### Requirement:
The required output is the whole listing below, unchanged.

══ Records supplied ══

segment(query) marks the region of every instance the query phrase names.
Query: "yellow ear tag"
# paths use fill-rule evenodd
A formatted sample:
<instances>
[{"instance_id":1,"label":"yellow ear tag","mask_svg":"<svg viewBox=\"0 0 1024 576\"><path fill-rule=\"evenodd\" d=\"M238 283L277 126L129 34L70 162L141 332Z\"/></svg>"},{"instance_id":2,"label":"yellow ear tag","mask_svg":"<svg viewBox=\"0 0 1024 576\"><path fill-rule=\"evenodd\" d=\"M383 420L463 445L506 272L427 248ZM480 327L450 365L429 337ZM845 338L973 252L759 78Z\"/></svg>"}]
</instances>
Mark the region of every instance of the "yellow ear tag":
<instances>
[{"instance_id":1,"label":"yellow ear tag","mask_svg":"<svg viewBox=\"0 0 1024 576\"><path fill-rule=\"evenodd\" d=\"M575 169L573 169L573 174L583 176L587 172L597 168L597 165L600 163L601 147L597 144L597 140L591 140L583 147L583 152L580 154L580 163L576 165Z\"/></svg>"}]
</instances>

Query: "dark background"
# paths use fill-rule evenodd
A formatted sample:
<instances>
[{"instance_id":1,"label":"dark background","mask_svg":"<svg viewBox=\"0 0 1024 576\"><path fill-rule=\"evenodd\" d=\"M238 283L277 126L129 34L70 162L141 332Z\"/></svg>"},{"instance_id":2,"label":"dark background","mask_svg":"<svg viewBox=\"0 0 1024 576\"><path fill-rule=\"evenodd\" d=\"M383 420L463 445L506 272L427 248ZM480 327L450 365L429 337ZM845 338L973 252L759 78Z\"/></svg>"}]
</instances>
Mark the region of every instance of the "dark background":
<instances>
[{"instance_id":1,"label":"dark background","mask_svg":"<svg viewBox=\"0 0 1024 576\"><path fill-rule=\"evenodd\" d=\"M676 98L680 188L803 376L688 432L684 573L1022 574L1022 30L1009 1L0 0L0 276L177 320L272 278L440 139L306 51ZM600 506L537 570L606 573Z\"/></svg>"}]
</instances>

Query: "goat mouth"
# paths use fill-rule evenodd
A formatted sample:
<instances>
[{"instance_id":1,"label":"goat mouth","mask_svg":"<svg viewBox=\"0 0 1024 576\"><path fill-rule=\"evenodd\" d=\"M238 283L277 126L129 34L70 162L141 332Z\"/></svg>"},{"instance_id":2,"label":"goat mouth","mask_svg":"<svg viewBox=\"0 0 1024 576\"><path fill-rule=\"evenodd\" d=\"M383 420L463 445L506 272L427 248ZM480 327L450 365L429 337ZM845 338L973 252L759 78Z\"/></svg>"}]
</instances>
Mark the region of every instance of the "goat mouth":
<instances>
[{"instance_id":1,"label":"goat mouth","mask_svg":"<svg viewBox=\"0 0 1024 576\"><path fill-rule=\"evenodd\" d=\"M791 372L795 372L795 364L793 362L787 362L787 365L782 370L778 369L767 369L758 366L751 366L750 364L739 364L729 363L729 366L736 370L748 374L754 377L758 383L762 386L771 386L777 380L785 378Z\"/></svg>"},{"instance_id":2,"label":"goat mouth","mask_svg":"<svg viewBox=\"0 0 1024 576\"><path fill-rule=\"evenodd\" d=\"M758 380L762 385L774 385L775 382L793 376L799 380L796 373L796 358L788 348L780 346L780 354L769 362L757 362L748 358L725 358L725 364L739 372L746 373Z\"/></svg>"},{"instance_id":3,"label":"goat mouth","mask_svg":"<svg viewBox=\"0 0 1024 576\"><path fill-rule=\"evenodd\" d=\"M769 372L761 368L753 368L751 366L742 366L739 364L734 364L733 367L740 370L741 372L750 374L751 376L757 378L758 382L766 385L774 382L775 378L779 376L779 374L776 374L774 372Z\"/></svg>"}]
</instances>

═══

### Result of this task:
segment(query) marks the region of every instance the query phrase names.
Query: "yellow ear tag"
# paths use fill-rule evenodd
A formatted sample:
<instances>
[{"instance_id":1,"label":"yellow ear tag","mask_svg":"<svg viewBox=\"0 0 1024 576\"><path fill-rule=\"evenodd\" d=\"M238 283L277 126L129 34L70 162L141 332Z\"/></svg>"},{"instance_id":2,"label":"yellow ear tag","mask_svg":"<svg viewBox=\"0 0 1024 576\"><path fill-rule=\"evenodd\" d=\"M383 420L463 445L506 272L427 248ZM480 327L450 365L429 337ZM845 338L973 252L759 78Z\"/></svg>"}]
</instances>
Mark the region of every instance of the "yellow ear tag":
<instances>
[{"instance_id":1,"label":"yellow ear tag","mask_svg":"<svg viewBox=\"0 0 1024 576\"><path fill-rule=\"evenodd\" d=\"M575 169L573 169L573 174L583 176L587 172L597 168L597 165L600 163L601 147L597 144L597 140L591 140L583 147L583 152L580 154L580 163L576 165Z\"/></svg>"}]
</instances>

Query: "dark background"
# paths use fill-rule evenodd
A formatted sample:
<instances>
[{"instance_id":1,"label":"dark background","mask_svg":"<svg viewBox=\"0 0 1024 576\"><path fill-rule=\"evenodd\" d=\"M238 283L277 126L129 34L70 162L141 332Z\"/></svg>"},{"instance_id":2,"label":"dark background","mask_svg":"<svg viewBox=\"0 0 1024 576\"><path fill-rule=\"evenodd\" d=\"M383 420L463 445L506 272L427 248ZM480 327L450 365L429 337ZM845 338L973 252L759 78Z\"/></svg>"}]
</instances>
Mark the region of every instance of the "dark background":
<instances>
[{"instance_id":1,"label":"dark background","mask_svg":"<svg viewBox=\"0 0 1024 576\"><path fill-rule=\"evenodd\" d=\"M676 98L680 188L803 376L688 432L684 573L1022 574L1022 30L1009 1L0 0L0 276L177 320L272 278L440 139L306 51ZM600 506L537 570L606 573Z\"/></svg>"}]
</instances>

Query: "goat mouth"
# paths use fill-rule evenodd
A formatted sample:
<instances>
[{"instance_id":1,"label":"goat mouth","mask_svg":"<svg viewBox=\"0 0 1024 576\"><path fill-rule=\"evenodd\" d=\"M238 283L277 126L129 34L70 162L141 332Z\"/></svg>"},{"instance_id":2,"label":"goat mouth","mask_svg":"<svg viewBox=\"0 0 1024 576\"><path fill-rule=\"evenodd\" d=\"M383 420L463 445L506 272L427 248ZM480 327L450 365L429 337ZM845 338L973 252L759 78Z\"/></svg>"}]
</instances>
Mark the region of every instance of the "goat mouth":
<instances>
[{"instance_id":1,"label":"goat mouth","mask_svg":"<svg viewBox=\"0 0 1024 576\"><path fill-rule=\"evenodd\" d=\"M791 372L795 372L795 364L793 362L787 362L787 365L782 370L778 369L767 369L758 366L751 366L750 364L739 364L729 363L729 366L736 370L748 374L754 377L758 383L762 386L771 386L777 380L785 378Z\"/></svg>"},{"instance_id":2,"label":"goat mouth","mask_svg":"<svg viewBox=\"0 0 1024 576\"><path fill-rule=\"evenodd\" d=\"M758 380L762 385L774 385L775 382L793 376L799 380L796 373L796 358L788 348L780 346L780 354L769 362L757 362L748 358L725 358L725 364L739 372L746 373Z\"/></svg>"},{"instance_id":3,"label":"goat mouth","mask_svg":"<svg viewBox=\"0 0 1024 576\"><path fill-rule=\"evenodd\" d=\"M769 372L761 368L753 368L751 366L742 366L739 364L734 364L733 367L740 370L741 372L750 374L751 376L757 378L758 382L766 385L774 382L775 378L779 376L779 374L776 374L774 372Z\"/></svg>"}]
</instances>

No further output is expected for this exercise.